• _Selected text_
____

The Kia Sorento debuted in 2003 as a midway point between smaller crossovers and midsize SUVs, giving buyers yet another SUV option to choose from. The model underwent its first redesign in 2011, when it received a healthy set of changes that gave it a more refined and sporty look to better match the changing crossover realm. In 2014, the Sorento underwent very minor aesthetic changes, but it gained an all-new chassis, and these changes brought about the third generation for the crossover. Only minor changes make their way into the 2015 Sorento, including an updated UVO system and the new SXL trim.
I spent a week behind the wheel of the range-topping 2015 Kia Sorento SXL, and got a really nice feel for what it offers buyers. Overall, the Sorento SXL is an oddity in the crossover SUV realm, as its size and seven-passenger capacity make it hard for small crossovers to match its usefulness and its premium features are typically reserved for luxury SUV s. On the flip side, it does not have the badge notoriety or the driving dynamics to rival the luxury SUVs.
So, does the Sorento have a place in the market?
Click past the jump to read my full review and find out.
The Sorento received a much-needed redesign in 2011 and a refresh in 2014 that brought all kinds of new goodies, but no huge exterior changes. But it didn’t need many changes, as it was still nicer than most other smaller SUVs on the market, so there are no complaints from me on the 2015 model that I tested.
Despite lacking the classic looks of the German luxo-SUVs, the Sorento SXL has plenty of aesthetic niceness to it.
The issue with the 2015 Sorento SXL is that it plays on both sides of the fence, as it is too expensive to play in the same field as the Dodge Journey or the Ford Edge, but it is not quite classy enough to battle the Mercedes GLK-Class or BMW X3. So that creates a narrow niche for the SXL trim level to survive in, but there is obviously a market for it.
Despite lacking the classic looks of the German luxo-SUVs, the Sorento SXL has plenty of aesthetic niceness to it. The chrome door handles, body molding, grille, roof rails, emblems, and front and rear lips all give it a little blinginess, while not being too overbearing. Chrome also makes its way to the standard, 19-inch, alloy wheels to really tie it all together.

____

• _Set problem 1_
Count the lines in the records that contain the string "door", and state only that number.

____

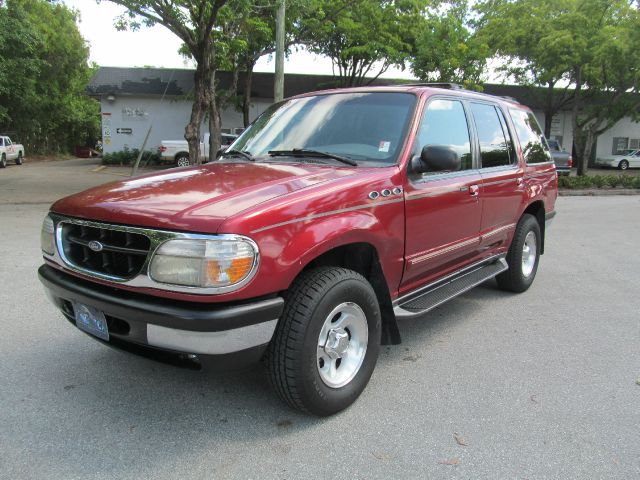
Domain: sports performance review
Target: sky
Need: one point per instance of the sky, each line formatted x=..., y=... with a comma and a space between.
x=158, y=47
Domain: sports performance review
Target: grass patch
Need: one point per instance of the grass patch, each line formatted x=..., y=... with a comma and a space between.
x=599, y=181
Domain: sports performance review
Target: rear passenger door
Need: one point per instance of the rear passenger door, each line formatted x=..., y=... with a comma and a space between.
x=502, y=186
x=443, y=209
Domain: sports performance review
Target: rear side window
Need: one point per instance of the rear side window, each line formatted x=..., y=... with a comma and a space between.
x=444, y=123
x=494, y=146
x=534, y=148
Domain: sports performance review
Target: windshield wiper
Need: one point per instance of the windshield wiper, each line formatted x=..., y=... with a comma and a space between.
x=232, y=153
x=311, y=153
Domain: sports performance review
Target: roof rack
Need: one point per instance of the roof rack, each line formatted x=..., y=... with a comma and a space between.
x=448, y=86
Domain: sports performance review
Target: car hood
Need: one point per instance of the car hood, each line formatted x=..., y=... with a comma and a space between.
x=196, y=199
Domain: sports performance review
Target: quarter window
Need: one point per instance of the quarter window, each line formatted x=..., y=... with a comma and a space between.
x=444, y=123
x=534, y=147
x=494, y=147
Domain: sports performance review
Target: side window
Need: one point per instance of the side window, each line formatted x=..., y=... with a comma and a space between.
x=444, y=123
x=494, y=147
x=534, y=148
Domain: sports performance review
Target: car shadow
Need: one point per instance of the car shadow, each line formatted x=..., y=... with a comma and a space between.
x=137, y=399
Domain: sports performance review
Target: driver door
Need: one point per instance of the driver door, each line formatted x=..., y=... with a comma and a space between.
x=443, y=209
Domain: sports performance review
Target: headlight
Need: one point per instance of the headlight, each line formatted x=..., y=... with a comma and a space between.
x=47, y=236
x=204, y=263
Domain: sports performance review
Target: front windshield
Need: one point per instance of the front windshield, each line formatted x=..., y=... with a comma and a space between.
x=367, y=127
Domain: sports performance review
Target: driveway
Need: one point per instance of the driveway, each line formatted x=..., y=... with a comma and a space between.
x=491, y=385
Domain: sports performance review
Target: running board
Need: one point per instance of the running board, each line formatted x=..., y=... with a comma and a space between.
x=450, y=288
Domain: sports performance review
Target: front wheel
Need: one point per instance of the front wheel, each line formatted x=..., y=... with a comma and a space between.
x=523, y=256
x=182, y=160
x=326, y=344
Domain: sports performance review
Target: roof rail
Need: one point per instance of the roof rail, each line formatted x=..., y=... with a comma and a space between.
x=449, y=86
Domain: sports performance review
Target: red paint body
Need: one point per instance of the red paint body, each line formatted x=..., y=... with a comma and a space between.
x=430, y=230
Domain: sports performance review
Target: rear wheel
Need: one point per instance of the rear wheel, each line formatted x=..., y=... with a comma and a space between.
x=523, y=256
x=327, y=342
x=182, y=160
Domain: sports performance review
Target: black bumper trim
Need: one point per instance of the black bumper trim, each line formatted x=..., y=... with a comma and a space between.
x=159, y=311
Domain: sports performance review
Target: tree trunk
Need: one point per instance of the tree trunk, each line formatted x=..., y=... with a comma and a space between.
x=201, y=81
x=579, y=138
x=246, y=100
x=548, y=115
x=215, y=123
x=549, y=110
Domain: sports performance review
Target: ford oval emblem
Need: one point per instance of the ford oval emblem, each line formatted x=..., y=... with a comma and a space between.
x=95, y=246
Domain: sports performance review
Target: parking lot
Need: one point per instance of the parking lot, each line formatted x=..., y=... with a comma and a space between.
x=492, y=385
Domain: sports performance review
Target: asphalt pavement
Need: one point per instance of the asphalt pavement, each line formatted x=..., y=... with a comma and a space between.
x=492, y=385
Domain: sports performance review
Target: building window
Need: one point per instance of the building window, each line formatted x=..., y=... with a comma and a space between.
x=622, y=144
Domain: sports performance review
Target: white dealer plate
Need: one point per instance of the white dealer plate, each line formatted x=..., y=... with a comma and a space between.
x=91, y=321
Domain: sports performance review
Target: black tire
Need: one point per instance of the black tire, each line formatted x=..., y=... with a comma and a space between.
x=292, y=358
x=182, y=160
x=515, y=279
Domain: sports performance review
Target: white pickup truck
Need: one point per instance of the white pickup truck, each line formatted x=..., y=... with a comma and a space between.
x=10, y=151
x=177, y=151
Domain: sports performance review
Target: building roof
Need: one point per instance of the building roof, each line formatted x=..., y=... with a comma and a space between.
x=179, y=82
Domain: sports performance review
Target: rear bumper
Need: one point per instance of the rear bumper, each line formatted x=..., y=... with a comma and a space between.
x=221, y=336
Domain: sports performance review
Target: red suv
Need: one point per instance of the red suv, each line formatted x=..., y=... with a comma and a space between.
x=332, y=216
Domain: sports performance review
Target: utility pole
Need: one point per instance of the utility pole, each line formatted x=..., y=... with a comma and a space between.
x=278, y=87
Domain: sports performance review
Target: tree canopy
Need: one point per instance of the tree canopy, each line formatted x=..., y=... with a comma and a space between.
x=363, y=38
x=43, y=77
x=447, y=48
x=589, y=48
x=193, y=21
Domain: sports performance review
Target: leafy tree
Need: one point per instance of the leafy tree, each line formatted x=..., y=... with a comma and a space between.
x=193, y=21
x=585, y=47
x=447, y=49
x=246, y=33
x=363, y=38
x=43, y=77
x=503, y=26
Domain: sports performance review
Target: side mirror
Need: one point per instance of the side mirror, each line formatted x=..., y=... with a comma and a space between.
x=436, y=158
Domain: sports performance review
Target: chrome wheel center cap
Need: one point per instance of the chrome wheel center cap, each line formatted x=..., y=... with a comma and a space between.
x=337, y=343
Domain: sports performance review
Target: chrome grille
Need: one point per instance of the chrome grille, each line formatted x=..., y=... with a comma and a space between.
x=117, y=253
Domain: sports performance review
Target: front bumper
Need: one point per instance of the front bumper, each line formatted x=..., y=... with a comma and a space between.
x=219, y=336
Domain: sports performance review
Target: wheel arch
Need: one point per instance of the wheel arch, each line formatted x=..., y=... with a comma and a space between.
x=538, y=211
x=363, y=258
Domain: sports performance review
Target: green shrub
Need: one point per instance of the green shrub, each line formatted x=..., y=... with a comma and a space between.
x=599, y=181
x=127, y=157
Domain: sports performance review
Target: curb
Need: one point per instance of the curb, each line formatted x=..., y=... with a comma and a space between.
x=598, y=192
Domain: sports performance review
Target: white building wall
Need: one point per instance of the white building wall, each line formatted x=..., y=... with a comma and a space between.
x=126, y=120
x=562, y=126
x=625, y=128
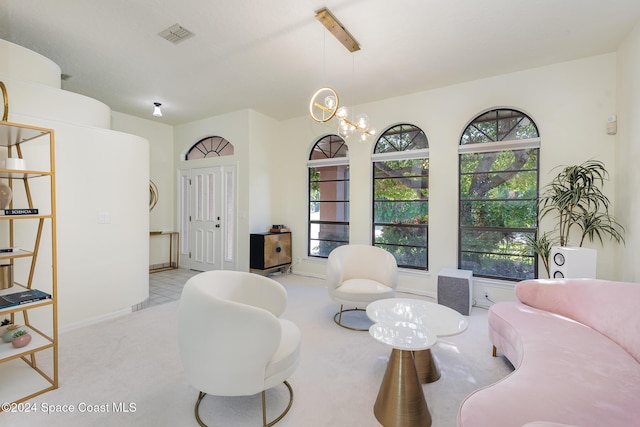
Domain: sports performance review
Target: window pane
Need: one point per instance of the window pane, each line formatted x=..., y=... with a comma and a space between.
x=496, y=241
x=407, y=257
x=498, y=213
x=498, y=194
x=211, y=146
x=401, y=212
x=499, y=125
x=329, y=147
x=401, y=197
x=325, y=237
x=401, y=138
x=328, y=198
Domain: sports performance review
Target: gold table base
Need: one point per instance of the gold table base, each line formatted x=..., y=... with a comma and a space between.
x=428, y=371
x=401, y=401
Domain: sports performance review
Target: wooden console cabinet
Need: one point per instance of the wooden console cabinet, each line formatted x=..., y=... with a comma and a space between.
x=269, y=252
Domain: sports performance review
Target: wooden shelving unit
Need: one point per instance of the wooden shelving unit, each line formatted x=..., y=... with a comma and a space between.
x=31, y=370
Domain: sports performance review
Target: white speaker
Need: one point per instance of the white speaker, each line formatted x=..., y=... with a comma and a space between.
x=569, y=262
x=454, y=289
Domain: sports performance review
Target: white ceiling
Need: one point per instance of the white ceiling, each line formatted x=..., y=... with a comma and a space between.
x=271, y=55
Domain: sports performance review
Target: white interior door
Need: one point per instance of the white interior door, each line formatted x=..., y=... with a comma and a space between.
x=208, y=218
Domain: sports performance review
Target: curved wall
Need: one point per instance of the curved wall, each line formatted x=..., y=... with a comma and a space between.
x=102, y=265
x=28, y=65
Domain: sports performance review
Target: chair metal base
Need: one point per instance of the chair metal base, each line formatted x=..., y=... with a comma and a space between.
x=338, y=319
x=201, y=395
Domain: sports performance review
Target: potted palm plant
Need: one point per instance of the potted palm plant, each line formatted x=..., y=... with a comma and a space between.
x=576, y=199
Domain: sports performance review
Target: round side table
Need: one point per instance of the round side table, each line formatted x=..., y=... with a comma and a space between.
x=401, y=401
x=437, y=319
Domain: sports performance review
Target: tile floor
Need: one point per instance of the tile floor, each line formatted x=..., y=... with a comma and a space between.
x=165, y=286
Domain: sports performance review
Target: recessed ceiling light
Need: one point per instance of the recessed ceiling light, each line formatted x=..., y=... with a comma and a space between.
x=176, y=34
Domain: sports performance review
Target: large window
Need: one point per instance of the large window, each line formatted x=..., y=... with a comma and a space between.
x=328, y=196
x=498, y=192
x=401, y=195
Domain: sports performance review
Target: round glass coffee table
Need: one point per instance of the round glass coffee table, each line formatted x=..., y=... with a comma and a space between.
x=437, y=319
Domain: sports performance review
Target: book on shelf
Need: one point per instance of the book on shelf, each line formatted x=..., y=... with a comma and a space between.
x=28, y=211
x=23, y=297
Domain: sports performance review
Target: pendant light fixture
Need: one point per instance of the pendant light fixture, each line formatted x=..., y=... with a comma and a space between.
x=325, y=104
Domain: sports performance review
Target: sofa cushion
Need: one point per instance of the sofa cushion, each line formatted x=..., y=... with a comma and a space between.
x=608, y=307
x=566, y=373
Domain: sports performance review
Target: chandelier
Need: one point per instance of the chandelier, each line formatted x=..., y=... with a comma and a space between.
x=325, y=105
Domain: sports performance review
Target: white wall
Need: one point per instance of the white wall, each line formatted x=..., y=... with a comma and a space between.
x=569, y=102
x=627, y=154
x=161, y=172
x=102, y=268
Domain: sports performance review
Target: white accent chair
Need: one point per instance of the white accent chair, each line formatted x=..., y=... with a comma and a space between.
x=231, y=339
x=358, y=275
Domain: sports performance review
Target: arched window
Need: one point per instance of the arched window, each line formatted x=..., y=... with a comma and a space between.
x=328, y=196
x=498, y=191
x=211, y=146
x=401, y=195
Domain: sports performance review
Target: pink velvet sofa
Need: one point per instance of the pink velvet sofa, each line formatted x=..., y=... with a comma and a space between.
x=575, y=346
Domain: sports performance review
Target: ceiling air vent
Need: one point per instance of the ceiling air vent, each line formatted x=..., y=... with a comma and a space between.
x=176, y=33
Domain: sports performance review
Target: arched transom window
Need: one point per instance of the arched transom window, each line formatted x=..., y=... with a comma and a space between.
x=328, y=196
x=211, y=146
x=498, y=191
x=401, y=195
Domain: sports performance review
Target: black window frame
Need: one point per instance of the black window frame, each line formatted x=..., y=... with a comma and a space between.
x=403, y=146
x=507, y=140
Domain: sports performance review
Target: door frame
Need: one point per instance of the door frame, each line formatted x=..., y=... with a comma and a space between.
x=228, y=248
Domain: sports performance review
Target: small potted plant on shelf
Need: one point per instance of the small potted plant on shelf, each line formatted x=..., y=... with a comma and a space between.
x=3, y=325
x=7, y=336
x=21, y=338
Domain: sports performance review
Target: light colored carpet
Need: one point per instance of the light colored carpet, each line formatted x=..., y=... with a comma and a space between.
x=134, y=360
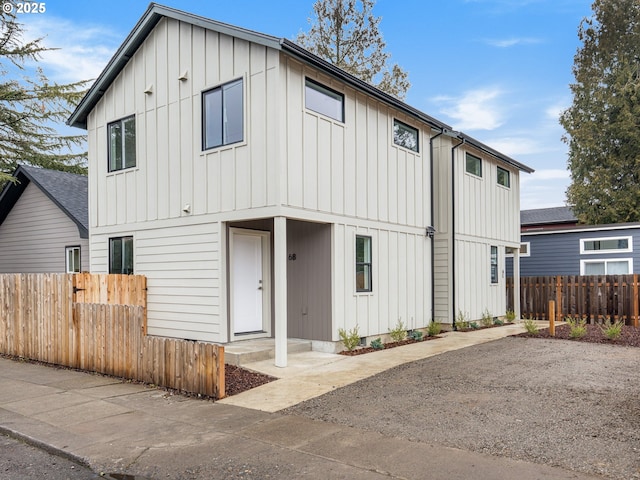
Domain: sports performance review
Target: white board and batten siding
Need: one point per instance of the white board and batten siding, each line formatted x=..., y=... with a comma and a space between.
x=180, y=252
x=35, y=234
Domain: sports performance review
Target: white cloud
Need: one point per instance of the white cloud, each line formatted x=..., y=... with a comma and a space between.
x=510, y=42
x=81, y=51
x=474, y=110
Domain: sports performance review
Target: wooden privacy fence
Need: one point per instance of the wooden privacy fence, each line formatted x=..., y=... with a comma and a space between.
x=592, y=297
x=41, y=318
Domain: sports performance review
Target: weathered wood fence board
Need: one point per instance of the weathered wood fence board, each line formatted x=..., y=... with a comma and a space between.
x=592, y=297
x=39, y=319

____

• _Set problem 2_
Write the next portion of the review of the 2015 Kia Sorento SXL, picking up after its final sentence.

• _Reply 1_
8

• _Reply 2_
The body is just angular enough without looking too futuristic. This allows the Sorento to look like it belongs in this century without becoming outdated in just a few years — something Hyundai and Kia both are guilty of through the 2010s. The front end features a stylish grille graphic, vertically mounted fog lights and a splitter that adds a touch of sportiness. From a straight-on angle, the wheel wells bulge out slightly to give is a little bit of aggressiveness.
From a profile view, the roofline has a mild swoop to it, the xenon HID headlights wrap around the fender nicely and the scalloped doors give the Sorento a more premium look. The small rear spoiler is a nice touch, but the body lines around the wheel wells are just a little too pronounced for my liking and may not age well.
My favorite part of the Sorento SXL was its standard power liftgate.
Around back, the taillights have a nice and modern look without going all space shuttle on me. The vertically positioned reflectors and the bumper insert mimic the look of the front end, tying it all together.
My favorite part of the Sorento SXL was its standard power liftgate. You don’t realize just how useful this feature is until you get to use it for a week. As I walked up to the vehicle, I just held down the liftgate button on the keyfob and the liftgate automatically came up. Press the button again, and down it came.
On a whole, the Sorento is a very approachable SUV and gives buyers a `tweener look that bridges the gap between the wildly styled Murano and the relatively bland X3.
Gallery Kia Sorento SXL - Driven
As you all know, I like to focus heavily on audio systems, and I found the Infinity Surround Sound system great all the way up to about nine-tenths.
Where the Sorento SXL really earns its keep is on the inside. In here, about 95 percent of the Kia is absolutely perfect for the price range. Finding the perfect seating position in the standard premium Napa leather seats was easy, ventilated seats kept the Florida heat in check (there’s heating too), the steering wheel fell perfectly in my hands, all of the buttons were well placed, the full-length sunroof provided a feeling of unlimited headroom, and the faux-wood trimming was pleasing from a distance. It really was a nice place to spend a lot of time.
As you all know, I like to focus heavily on audio systems, and I found the Infinity Surround Sound system great all the way up to about nine-tenths. If I cranked is up all the way, the highs washed out a little. It could have been a setting on the stereo that was wrong, but I couldn’t find anything obvious except too much power for the tweeters to handle.
Also included on my tester was navigation with an eight-inch display. The display was clear and crisp, and the navigation got me where I needed to go with nearly no errors. The touchscreen, on the other hand, was a little finicky and the system was slow to respond to my input.
The back seats are also a nice place to hang out, as they are also coated in premium cow hide and have heat for those of you who live in cooler climates. Unfortunately, the rear seats do not have ventilation.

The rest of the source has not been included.